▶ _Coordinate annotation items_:
┌────────

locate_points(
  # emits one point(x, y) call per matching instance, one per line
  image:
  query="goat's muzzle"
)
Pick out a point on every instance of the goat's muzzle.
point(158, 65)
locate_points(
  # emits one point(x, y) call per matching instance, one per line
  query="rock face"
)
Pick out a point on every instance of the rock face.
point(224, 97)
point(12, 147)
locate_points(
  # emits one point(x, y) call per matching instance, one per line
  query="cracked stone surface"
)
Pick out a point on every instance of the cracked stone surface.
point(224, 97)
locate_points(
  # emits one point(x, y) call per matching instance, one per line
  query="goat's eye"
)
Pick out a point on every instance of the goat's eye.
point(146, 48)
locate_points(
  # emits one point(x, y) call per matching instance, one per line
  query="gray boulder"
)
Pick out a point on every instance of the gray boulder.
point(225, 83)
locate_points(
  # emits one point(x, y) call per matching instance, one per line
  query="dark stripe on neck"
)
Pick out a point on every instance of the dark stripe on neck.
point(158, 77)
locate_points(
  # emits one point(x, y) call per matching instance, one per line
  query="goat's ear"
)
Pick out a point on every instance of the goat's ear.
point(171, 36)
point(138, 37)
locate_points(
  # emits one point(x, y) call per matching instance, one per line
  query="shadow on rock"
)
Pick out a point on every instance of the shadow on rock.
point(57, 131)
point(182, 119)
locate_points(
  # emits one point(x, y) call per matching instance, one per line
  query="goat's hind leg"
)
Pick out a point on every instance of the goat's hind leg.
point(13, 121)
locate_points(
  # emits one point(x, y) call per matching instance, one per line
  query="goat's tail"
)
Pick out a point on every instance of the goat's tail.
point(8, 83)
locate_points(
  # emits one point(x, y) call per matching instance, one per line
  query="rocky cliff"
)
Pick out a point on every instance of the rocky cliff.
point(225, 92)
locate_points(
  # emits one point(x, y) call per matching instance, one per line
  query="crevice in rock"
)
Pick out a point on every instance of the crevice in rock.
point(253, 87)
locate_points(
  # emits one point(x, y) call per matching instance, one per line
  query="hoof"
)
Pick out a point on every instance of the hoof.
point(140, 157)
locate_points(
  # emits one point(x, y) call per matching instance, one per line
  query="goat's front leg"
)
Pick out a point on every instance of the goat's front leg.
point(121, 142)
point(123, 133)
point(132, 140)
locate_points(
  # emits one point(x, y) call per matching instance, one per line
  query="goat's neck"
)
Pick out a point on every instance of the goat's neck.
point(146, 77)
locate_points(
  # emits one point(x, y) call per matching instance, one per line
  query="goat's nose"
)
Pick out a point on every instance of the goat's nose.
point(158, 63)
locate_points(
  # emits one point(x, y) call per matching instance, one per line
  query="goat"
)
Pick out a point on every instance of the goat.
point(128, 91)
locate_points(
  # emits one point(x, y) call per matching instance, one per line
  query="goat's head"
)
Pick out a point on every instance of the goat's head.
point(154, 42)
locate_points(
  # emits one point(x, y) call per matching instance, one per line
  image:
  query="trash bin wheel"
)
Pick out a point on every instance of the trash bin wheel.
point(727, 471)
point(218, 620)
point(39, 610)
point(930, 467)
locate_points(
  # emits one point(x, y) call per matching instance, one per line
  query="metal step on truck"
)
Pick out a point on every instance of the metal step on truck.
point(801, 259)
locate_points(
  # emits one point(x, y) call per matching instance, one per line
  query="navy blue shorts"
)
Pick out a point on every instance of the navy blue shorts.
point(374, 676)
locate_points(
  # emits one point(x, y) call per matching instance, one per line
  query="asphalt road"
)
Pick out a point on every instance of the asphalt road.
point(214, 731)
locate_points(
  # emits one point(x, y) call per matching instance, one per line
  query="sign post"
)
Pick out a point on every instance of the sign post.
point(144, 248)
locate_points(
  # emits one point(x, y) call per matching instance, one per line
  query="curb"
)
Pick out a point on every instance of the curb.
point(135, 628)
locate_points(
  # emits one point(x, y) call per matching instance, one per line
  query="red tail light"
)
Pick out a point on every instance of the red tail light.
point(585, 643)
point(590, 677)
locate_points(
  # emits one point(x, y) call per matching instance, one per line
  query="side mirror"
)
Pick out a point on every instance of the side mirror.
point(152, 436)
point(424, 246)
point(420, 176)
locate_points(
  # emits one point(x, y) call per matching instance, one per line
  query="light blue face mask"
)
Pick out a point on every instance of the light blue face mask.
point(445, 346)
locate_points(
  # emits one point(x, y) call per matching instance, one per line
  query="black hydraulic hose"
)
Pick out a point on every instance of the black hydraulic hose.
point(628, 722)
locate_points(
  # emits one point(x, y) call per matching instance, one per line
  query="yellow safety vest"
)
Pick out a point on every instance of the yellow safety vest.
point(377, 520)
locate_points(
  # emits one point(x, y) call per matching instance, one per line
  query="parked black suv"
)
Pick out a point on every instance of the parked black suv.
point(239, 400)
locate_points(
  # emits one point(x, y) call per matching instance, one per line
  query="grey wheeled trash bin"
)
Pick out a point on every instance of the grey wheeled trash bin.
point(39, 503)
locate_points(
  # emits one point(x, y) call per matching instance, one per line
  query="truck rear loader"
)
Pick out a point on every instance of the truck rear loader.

└────────

▶ _Brief_:
Transcribe every item above word for word, leaving each line as it is.

▶ _Exercise solution_:
locate_points(
  # emits one point(x, y) call per matching instance, one per line
  image:
  query="goat's muzzle"
)
Pick out a point on every instance of the goat's muzzle.
point(158, 65)
locate_points(
  # emits one point(x, y) call per matching instance, one per line
  query="rock face"
)
Pick out a point on every instance of the rock face.
point(224, 97)
point(12, 147)
locate_points(
  # emits one point(x, y) call per matching instance, one per line
  query="cracked stone surface"
)
Pick out a point on every instance of the cracked stone surface.
point(224, 97)
locate_points(
  # emits one point(x, y) call per matching instance, one per line
  query="goat's eye"
)
Pick out a point on every instance of the goat's eye.
point(146, 48)
locate_points(
  # emits one point(x, y) call per matching instance, one per line
  query="gray boulder"
)
Pick out a point on every instance of the gray boulder.
point(225, 83)
locate_points(
  # emits one point(x, y) call per matching instance, one per line
  query="dark stripe on neck"
)
Pick out a point on every instance of the dark stripe on neck.
point(158, 77)
locate_points(
  # emits one point(x, y) call per matching instance, one per line
  query="goat's ear"
)
Pick out a point on every instance of the goat's ear.
point(171, 36)
point(138, 37)
locate_points(
  # emits one point(x, y) call per matching instance, one per line
  query="shadow on rock"
)
Pick out a point on every instance of the shadow on rock.
point(57, 131)
point(182, 119)
locate_points(
  # emits one point(x, y) call per matching instance, one per line
  query="goat's hind leg"
)
Pick out a point on every instance of the goat's hind leg.
point(13, 121)
locate_points(
  # emits one point(x, y) call per matching instance, one per line
  query="goat's tail"
)
Pick out a point on every instance of the goat's tail.
point(8, 83)
locate_points(
  # emits one point(x, y) call per matching instance, one per line
  query="rocky cliff"
)
Pick out a point on every instance of the rocky cliff.
point(225, 92)
locate_points(
  # emits one point(x, y) call per matching instance, one per line
  query="crevice in rock"
)
Pick out a point on every instance of the crevice in rock.
point(253, 87)
locate_points(
  # emits one point(x, y) call per matching instance, one per line
  query="hoof"
)
Pick out a point on every instance of the hoof.
point(140, 157)
locate_points(
  # emits one point(x, y) call per matching instance, one per line
  query="goat's front leg"
)
Pick out a point on every instance of the goat's front leg.
point(121, 142)
point(123, 133)
point(132, 140)
locate_points(
  # emits one point(x, y) call per matching instance, one per line
  query="goat's neck"
)
Pick out a point on every instance of the goat's neck.
point(146, 77)
locate_points(
  # emits one point(x, y) call per matching instance, one per line
  query="goat's nose"
)
Pick out a point on every instance of the goat's nose.
point(158, 63)
locate_points(
  # emits one point(x, y) call per matching instance, one per line
  query="goat"
)
Pick out a point on every instance of the goat.
point(128, 91)
locate_points(
  # emits one point(x, y) call per matching instance, one per line
  query="goat's head"
)
Pick out a point on every instance of the goat's head.
point(154, 42)
locate_points(
  # emits one point(x, y) call per matching instance, one per line
  image:
  query="trash bin wheel"
)
Pick out a point on every instance of the trash bin wheel.
point(727, 471)
point(218, 620)
point(39, 610)
point(930, 467)
locate_points(
  # emits one point(x, y) call per matching instance, one per line
  query="metal step on truck"
)
Pick out a point on every instance of the metal step on truck.
point(801, 259)
locate_points(
  # emits one point(x, y) call per matching instance, one per line
  query="navy blue shorts"
)
Pick out a point on every instance of the navy blue shorts.
point(374, 676)
locate_points(
  # emits one point(x, y) call per matching instance, one per line
  query="asphalt road"
)
Pick out a point on every instance of the asphalt road.
point(214, 731)
locate_points(
  # emits one point(x, y) call per matching instance, one per line
  query="sign post"
)
Pick out a point on every instance of the sign post.
point(144, 248)
locate_points(
  # emits one point(x, y) call per matching instance, one per line
  query="curb"
)
Pick out a point on every instance of the curb.
point(135, 628)
locate_points(
  # emits one point(x, y) call per matching instance, one per line
  query="red tail light"
)
Pick out a point on every instance of the red tail light.
point(585, 643)
point(590, 677)
locate_points(
  # emits one point(x, y) call per matching instance, one per line
  query="side mirror"
)
Pick out a point on every instance of the side mirror.
point(152, 436)
point(424, 246)
point(420, 176)
locate_points(
  # emits one point(x, y) call per matching instance, one per line
  query="light blue face mask"
)
Pick out a point on every instance of the light blue face mask.
point(445, 346)
locate_points(
  # emits one point(x, y) call per matching instance, one per line
  query="black hydraulic hose"
)
Pick out a point on every instance of the black hydraulic hose.
point(628, 722)
locate_points(
  # emits one point(x, y) call per matching instance, one per line
  query="yellow safety vest"
)
Pick out a point on every instance of the yellow safety vest.
point(377, 520)
locate_points(
  # emits one point(x, y) call per matching instance, one per line
  query="parked black suv"
)
Pick out a point on every instance of the parked black suv.
point(239, 400)
locate_points(
  # emits one point(x, y) call per matching instance, one per line
  query="grey wheeled trash bin"
)
Pick out a point on every instance of the grey wheeled trash bin.
point(39, 503)
locate_points(
  # emits one point(x, y) call per matching instance, one per line
  query="truck rear loader"
)
Pick out a point on every instance of the truck rear loader.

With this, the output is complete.